§ What to do
Rewrite these rows as a numbered list and drop any blank lines.

* * * * *

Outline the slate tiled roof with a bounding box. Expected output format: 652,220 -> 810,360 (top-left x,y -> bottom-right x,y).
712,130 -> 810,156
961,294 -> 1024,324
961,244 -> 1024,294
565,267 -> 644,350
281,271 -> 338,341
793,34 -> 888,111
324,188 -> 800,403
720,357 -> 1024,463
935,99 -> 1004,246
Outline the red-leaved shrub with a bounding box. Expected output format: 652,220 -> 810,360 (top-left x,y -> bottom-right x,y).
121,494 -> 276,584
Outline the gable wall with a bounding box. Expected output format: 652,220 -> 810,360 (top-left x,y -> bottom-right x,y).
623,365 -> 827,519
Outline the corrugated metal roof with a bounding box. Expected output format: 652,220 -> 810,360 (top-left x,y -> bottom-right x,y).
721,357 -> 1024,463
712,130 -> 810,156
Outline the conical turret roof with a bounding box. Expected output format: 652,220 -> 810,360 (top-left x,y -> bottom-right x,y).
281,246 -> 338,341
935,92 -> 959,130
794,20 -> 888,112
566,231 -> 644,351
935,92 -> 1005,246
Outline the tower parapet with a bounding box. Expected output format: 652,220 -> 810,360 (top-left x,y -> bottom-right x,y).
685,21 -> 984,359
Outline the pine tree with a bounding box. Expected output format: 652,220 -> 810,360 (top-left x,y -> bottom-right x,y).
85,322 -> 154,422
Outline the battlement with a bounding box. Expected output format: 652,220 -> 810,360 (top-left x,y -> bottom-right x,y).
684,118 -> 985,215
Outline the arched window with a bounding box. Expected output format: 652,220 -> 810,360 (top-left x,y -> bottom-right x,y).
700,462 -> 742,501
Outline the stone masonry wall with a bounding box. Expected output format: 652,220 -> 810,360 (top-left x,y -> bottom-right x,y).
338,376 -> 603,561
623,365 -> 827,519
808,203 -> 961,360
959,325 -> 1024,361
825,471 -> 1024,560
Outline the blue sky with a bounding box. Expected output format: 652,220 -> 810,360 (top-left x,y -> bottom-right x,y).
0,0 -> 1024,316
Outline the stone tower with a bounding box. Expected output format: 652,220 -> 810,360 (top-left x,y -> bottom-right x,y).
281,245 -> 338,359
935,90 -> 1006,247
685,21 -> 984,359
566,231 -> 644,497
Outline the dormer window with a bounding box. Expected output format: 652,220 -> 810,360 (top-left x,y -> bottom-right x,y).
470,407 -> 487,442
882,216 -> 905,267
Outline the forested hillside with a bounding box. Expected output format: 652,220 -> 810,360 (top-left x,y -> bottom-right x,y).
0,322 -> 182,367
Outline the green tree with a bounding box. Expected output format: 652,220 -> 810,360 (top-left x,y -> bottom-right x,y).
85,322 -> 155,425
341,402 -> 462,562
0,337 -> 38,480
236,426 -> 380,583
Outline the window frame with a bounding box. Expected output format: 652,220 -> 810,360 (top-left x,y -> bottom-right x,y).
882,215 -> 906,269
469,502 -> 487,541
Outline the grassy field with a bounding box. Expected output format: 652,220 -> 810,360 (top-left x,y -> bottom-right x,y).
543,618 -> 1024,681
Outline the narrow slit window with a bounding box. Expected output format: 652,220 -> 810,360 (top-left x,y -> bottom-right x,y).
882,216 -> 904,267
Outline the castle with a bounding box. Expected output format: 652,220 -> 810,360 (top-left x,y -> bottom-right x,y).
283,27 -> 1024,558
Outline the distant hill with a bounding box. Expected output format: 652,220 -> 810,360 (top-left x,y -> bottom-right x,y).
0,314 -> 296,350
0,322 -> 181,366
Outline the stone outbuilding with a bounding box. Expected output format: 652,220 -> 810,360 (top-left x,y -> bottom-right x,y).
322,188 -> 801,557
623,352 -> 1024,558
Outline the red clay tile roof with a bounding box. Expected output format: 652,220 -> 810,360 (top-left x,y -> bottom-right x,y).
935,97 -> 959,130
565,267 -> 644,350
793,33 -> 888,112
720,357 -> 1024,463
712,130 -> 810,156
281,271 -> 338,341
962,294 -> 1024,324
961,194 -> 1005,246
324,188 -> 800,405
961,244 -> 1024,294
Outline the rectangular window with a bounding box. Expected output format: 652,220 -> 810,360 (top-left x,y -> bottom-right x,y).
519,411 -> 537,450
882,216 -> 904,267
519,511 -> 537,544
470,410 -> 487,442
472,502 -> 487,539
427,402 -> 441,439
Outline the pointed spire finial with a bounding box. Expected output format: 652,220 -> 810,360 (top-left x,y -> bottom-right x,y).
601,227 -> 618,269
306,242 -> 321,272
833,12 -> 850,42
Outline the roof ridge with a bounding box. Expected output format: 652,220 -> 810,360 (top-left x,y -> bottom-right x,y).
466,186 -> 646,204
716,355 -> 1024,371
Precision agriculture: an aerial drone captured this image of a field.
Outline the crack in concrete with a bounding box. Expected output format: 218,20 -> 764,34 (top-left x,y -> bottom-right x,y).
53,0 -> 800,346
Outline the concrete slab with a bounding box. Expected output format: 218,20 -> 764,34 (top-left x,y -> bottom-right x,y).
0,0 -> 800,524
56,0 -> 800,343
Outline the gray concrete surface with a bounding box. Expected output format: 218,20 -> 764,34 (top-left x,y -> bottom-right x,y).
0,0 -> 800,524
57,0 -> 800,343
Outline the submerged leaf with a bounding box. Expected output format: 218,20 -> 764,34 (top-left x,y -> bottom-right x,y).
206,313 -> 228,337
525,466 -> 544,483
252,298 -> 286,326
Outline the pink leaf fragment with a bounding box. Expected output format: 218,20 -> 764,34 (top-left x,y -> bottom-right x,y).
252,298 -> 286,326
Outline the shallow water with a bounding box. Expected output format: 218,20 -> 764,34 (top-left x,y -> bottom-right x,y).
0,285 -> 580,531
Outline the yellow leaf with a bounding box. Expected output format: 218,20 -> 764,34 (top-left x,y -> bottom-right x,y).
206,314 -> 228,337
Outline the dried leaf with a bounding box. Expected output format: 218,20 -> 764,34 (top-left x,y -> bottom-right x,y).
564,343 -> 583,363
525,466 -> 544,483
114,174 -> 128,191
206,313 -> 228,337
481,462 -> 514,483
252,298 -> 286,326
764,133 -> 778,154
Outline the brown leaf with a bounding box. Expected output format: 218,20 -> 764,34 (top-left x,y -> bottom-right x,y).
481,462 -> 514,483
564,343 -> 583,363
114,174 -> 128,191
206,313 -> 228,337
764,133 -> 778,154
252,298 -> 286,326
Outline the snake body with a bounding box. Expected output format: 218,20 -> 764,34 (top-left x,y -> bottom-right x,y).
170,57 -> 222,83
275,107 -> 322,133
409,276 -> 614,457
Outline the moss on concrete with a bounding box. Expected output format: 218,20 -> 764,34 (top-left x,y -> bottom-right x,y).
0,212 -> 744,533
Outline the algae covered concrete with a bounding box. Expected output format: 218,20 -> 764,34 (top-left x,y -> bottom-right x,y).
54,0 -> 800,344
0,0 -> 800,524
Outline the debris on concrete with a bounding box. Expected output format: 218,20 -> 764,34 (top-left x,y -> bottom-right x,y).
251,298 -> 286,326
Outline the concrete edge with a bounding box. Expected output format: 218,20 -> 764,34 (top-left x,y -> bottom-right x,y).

* * * * *

§ Worked answer
1. Outline the slate tiled roof with a bounding box. Expected output format: 652,220 -> 810,360 (top-left x,y -> bottom-right x,y).
2. 712,130 -> 810,156
3. 961,294 -> 1024,324
4. 961,244 -> 1024,294
5. 565,267 -> 644,350
6. 281,271 -> 338,341
7. 793,34 -> 888,111
8. 324,188 -> 800,403
9. 720,357 -> 1024,463
10. 935,99 -> 1004,246
11. Outline the red-leaved shrub with a bounding box. Expected output format: 652,220 -> 810,360 (top-left x,y -> bottom-right x,y).
12. 121,494 -> 276,584
13. Outline the gable wall with a bounding box. Expected output format: 652,220 -> 810,360 (top-left x,y -> bottom-right x,y).
14. 623,365 -> 827,519
15. Outline the corrugated metal roof with a bounding box. Expected output format: 652,220 -> 810,360 (top-left x,y -> bottom-right x,y).
16. 721,357 -> 1024,463
17. 712,130 -> 810,156
18. Outline the conical turret roof with a bounding box. Expected output format: 652,220 -> 810,360 (top-left x,y -> bottom-right x,y).
19. 281,246 -> 338,341
20. 935,92 -> 959,130
21. 794,20 -> 888,112
22. 566,231 -> 644,351
23. 935,92 -> 1005,246
24. Outline the tower parapet with a bounding box. Expected output format: 652,220 -> 810,360 (top-left x,y -> bottom-right x,y).
25. 685,21 -> 984,359
26. Outline the pine tree with a bounding box. Expected output format: 652,220 -> 810,360 (top-left x,y -> bottom-right x,y).
27. 85,322 -> 154,422
28. Outline the battlement with a bounding box. Expected output format: 652,220 -> 810,360 (top-left x,y -> bottom-right x,y).
29. 684,118 -> 985,215
30. Outline the arched window with a bounding box. Expected output format: 652,220 -> 810,360 (top-left x,y -> bottom-right x,y).
31. 700,462 -> 742,501
32. Outline the stone masonry wall with a bounding box. Expected output format: 652,220 -> 810,360 (top-left x,y -> bottom-right x,y).
33. 338,376 -> 603,561
34. 623,365 -> 827,519
35. 808,203 -> 961,360
36. 959,325 -> 1024,361
37. 825,471 -> 1024,560
38. Outline the blue sky with a bounding box. Expected output format: 652,220 -> 810,360 (top-left x,y -> bottom-right x,y).
39. 0,0 -> 1024,316
40. Outline the stone tower with a bounding box. Expected output format: 652,220 -> 810,360 (top-left x,y -> bottom-right x,y).
41. 281,245 -> 338,359
42. 935,90 -> 1006,247
43. 685,21 -> 984,359
44. 566,231 -> 644,497
45. Outline the dormer window with a bounding box. Expected output format: 652,220 -> 810,360 (top-left x,y -> bottom-right x,y).
46. 470,407 -> 487,442
47. 882,216 -> 905,267
48. Outline the forested hillside with a bounding box. Expected output format: 652,220 -> 810,360 (top-left x,y -> bottom-right x,y).
49. 0,322 -> 182,367
50. Outline the green tree with a bounding box. Expected output format: 652,220 -> 810,360 (top-left x,y -> bottom-right x,y).
51. 85,322 -> 155,425
52. 341,402 -> 462,562
53. 0,337 -> 38,480
54. 236,426 -> 380,583
55. Outline the window frame with a bounding box. Expected output format: 652,220 -> 810,360 (top-left x,y -> bottom-right x,y).
56. 882,215 -> 906,269
57. 469,502 -> 487,541
58. Outline the grassy field with a bounding box. Expected output format: 652,220 -> 810,360 (top-left x,y -> bottom-right x,y).
59. 543,618 -> 1024,681
60. Outline the narrow slit window with a bounding box. Expected output format: 652,220 -> 810,360 (top-left x,y -> bottom-right x,y).
61. 882,216 -> 904,267
62. Outline the castle with a bounding box. Expected output format: 652,220 -> 810,360 (top-left x,y -> bottom-right x,y).
63. 283,27 -> 1024,558
64. Outline the distant hill with a bounding box. Expected output format: 652,220 -> 810,360 (top-left x,y -> bottom-right x,y).
65. 0,314 -> 296,350
66. 0,322 -> 181,366
67. Outline the stone outbuilding with a bounding box. Expected output format: 652,220 -> 810,360 (top-left x,y -> bottom-right x,y).
68. 322,188 -> 801,557
69. 623,352 -> 1024,558
70. Outline the red clay tile roof with a bounding box. Expected output format: 652,220 -> 810,360 (top-left x,y -> bottom-right x,y).
71. 935,97 -> 959,130
72. 565,267 -> 644,350
73. 793,33 -> 888,112
74. 720,357 -> 1024,463
75. 712,130 -> 810,156
76. 281,271 -> 338,341
77. 962,294 -> 1024,324
78. 961,194 -> 1005,246
79. 324,188 -> 800,405
80. 961,244 -> 1024,294
81. Outline the rectangular window with a bounding box. Expected output format: 652,220 -> 810,360 (top-left x,y -> bottom-right x,y).
82. 519,411 -> 537,450
83. 882,216 -> 904,267
84. 519,511 -> 537,544
85. 470,410 -> 487,442
86. 472,502 -> 487,539
87. 427,402 -> 441,439
88. Outline the pointed spire finial with a bounding box. Expected output format: 652,220 -> 810,360 (top-left x,y -> bottom-right x,y).
89. 601,227 -> 618,269
90. 306,242 -> 321,272
91. 833,12 -> 850,42
92. Outline the roof ridge with a bounding box. Expected output format: 652,220 -> 810,360 (top-left x,y -> bottom-right x,y).
93. 466,186 -> 646,204
94. 716,355 -> 1024,371
95. Precision agriculture: an aerial drone captured this image of a field.
96. Outline the crack in concrete with a bounding box. Expected output format: 218,20 -> 764,34 (top-left x,y -> bottom-right x,y).
97. 53,0 -> 800,346
98. Outline the concrete slab with a bounding box. Expected output format: 218,20 -> 764,34 (top-left x,y -> bottom-right x,y).
99. 0,0 -> 800,524
100. 56,0 -> 800,343
101. Outline the gray concrete surface with a bounding box. Expected output format: 218,20 -> 764,34 (top-left x,y -> bottom-right x,y).
102. 0,0 -> 800,524
103. 57,0 -> 800,343
104. Outline the submerged leaf with a bounding box. Expected output format: 218,20 -> 764,34 (top-left x,y -> bottom-right x,y).
105. 206,313 -> 228,337
106. 525,466 -> 544,483
107. 252,298 -> 286,326
108. Outline the pink leaf fragment with a bounding box. Expected output format: 218,20 -> 764,34 (top-left x,y -> bottom-right x,y).
109. 252,298 -> 286,326
110. Outline the shallow water with a bounding box. Expected output format: 218,20 -> 764,34 (top-left x,y -> bottom-right x,y).
111. 0,285 -> 580,531
112. Outline the yellow leaf with a bounding box. Expected output format: 218,20 -> 764,34 (top-left x,y -> bottom-right x,y).
113. 206,314 -> 228,337
114. Outline the dried leaf with a bounding box. Expected output format: 218,20 -> 764,34 (top-left x,y -> bottom-right x,y).
115. 564,343 -> 583,363
116. 525,466 -> 544,483
117. 114,174 -> 128,191
118. 206,313 -> 228,337
119. 481,462 -> 514,483
120. 252,298 -> 286,326
121. 764,133 -> 778,154
122. Outline the brown leaf with a bounding box. Expected output format: 218,20 -> 764,34 (top-left x,y -> bottom-right x,y).
123. 481,462 -> 514,483
124. 564,343 -> 583,363
125. 114,174 -> 128,191
126. 206,313 -> 228,337
127. 764,133 -> 778,154
128. 252,298 -> 286,326
129. Outline the snake body with a bounding box. Expected output format: 218,20 -> 764,34 (top-left x,y -> bottom-right x,y).
130. 170,57 -> 222,83
131. 275,107 -> 322,133
132. 409,276 -> 614,457
133. Outline the moss on concrete with a bounding box. Expected output format: 218,20 -> 764,34 (top-left x,y -> bottom-right x,y).
134. 0,212 -> 744,533
135. Outline the algae covered concrete with a bounding box. Expected output format: 218,20 -> 764,34 (top-left x,y -> bottom-right x,y).
136. 54,0 -> 800,344
137. 0,0 -> 800,524
138. Outline the debris on concrete with a bounding box. Expected output format: 218,20 -> 764,34 (top-left x,y -> bottom-right x,y).
139. 251,298 -> 286,326
140. Outline the concrete edge with a bounding box. Expected output format: 218,20 -> 764,34 (top-left x,y -> bottom-right x,y).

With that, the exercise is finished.